Box annotation data rows |
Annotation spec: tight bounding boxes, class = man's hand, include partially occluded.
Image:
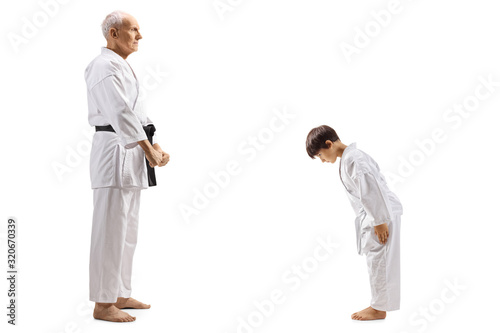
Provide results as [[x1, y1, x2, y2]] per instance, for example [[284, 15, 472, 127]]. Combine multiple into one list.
[[374, 223, 389, 244], [153, 143, 170, 167], [145, 149, 162, 168]]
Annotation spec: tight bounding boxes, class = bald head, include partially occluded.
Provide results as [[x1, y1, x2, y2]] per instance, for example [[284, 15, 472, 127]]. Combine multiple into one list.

Aim of the exercise |
Please copy all of the entries above word for word, leaving out the pictures.

Answer to this task |
Annotation spec: tight bounding boxes, class = man's hand, include partially occluded.
Image:
Provide results as [[x1, y1, x2, y2]] per instance, for example [[284, 15, 472, 127]]. Combine multiple into one list.
[[374, 223, 389, 244], [153, 143, 170, 167], [145, 149, 162, 168]]
Annotation spec: tight bounding boxes, class = bald head, include partially occluded.
Provide results as [[x1, y1, x2, y2]] per instance, for example [[284, 15, 472, 127]]. Combine multiple into one list.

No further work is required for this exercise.